» **What to do**
Every line of the records below that has the word "plaid" should be copied.

Stored items
----------------------------------------

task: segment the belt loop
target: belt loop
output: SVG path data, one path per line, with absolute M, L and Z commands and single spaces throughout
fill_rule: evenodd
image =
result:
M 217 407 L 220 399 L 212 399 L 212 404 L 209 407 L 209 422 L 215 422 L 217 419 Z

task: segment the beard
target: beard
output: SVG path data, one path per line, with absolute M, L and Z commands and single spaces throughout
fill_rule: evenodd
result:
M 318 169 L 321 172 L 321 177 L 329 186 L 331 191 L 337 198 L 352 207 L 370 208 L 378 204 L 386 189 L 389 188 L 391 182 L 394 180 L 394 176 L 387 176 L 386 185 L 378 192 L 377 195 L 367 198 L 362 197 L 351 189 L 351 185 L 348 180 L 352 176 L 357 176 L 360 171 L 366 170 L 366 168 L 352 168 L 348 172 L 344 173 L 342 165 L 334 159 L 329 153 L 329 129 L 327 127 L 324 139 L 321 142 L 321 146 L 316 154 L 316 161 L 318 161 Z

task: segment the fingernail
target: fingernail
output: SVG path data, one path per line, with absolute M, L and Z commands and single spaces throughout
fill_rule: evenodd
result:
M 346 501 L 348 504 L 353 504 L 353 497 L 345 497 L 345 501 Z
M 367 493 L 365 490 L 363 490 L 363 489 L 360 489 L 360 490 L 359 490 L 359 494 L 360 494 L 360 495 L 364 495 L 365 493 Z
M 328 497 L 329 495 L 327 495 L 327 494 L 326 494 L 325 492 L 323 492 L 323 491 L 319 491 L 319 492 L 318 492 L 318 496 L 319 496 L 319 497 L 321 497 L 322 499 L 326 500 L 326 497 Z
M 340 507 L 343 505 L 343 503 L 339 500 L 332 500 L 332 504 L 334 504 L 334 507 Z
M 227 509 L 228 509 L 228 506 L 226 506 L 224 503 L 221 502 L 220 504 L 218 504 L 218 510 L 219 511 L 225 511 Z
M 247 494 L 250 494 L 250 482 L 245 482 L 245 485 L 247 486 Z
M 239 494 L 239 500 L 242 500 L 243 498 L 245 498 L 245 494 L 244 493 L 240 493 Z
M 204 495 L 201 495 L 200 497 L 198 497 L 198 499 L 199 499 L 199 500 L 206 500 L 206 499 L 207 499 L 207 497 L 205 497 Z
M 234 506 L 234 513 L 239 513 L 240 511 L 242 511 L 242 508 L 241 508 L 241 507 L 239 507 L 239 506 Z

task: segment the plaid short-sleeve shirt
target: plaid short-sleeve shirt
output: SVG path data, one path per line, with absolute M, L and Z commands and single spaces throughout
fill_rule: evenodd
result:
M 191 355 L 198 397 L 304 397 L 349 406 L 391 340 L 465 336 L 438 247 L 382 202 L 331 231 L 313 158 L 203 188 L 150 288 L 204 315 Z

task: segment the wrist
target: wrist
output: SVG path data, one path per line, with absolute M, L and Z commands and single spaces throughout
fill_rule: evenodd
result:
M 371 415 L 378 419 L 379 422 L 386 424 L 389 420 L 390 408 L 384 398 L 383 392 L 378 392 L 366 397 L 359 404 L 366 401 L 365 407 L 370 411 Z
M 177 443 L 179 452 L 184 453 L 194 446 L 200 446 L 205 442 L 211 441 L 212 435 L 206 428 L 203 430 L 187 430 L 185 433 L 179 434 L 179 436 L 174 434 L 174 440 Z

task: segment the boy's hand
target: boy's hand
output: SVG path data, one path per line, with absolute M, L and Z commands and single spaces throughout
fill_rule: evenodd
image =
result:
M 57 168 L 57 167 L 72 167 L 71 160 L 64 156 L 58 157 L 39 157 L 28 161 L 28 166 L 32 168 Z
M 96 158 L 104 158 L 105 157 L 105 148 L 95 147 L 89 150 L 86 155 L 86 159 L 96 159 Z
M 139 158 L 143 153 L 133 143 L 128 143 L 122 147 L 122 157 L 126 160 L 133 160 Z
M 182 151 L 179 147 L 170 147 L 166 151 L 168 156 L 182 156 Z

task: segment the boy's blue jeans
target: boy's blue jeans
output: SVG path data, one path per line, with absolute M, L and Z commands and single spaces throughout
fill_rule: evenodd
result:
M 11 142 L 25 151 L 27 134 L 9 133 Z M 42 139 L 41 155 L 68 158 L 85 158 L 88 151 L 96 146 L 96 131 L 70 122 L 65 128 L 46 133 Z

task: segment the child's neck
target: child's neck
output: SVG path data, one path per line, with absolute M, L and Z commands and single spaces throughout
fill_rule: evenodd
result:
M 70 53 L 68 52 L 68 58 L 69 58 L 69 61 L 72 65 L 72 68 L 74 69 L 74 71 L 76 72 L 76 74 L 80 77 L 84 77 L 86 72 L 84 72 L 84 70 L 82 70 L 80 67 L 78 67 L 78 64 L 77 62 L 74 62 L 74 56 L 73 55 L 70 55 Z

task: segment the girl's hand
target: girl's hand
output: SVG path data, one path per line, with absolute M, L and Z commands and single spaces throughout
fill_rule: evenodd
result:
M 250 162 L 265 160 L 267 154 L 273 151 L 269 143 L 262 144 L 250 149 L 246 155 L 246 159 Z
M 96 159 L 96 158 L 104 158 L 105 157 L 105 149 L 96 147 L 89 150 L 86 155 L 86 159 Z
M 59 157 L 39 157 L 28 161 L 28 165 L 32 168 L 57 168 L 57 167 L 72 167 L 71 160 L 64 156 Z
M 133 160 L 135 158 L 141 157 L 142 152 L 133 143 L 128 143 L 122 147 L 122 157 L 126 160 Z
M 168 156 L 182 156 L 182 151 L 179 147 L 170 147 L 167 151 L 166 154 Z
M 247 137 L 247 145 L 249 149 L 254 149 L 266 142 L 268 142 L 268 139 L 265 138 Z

----------------------------------------

» **Solved problem**
task: segment the plaid short-sleeve shirt
target: plaid short-sleeve shirt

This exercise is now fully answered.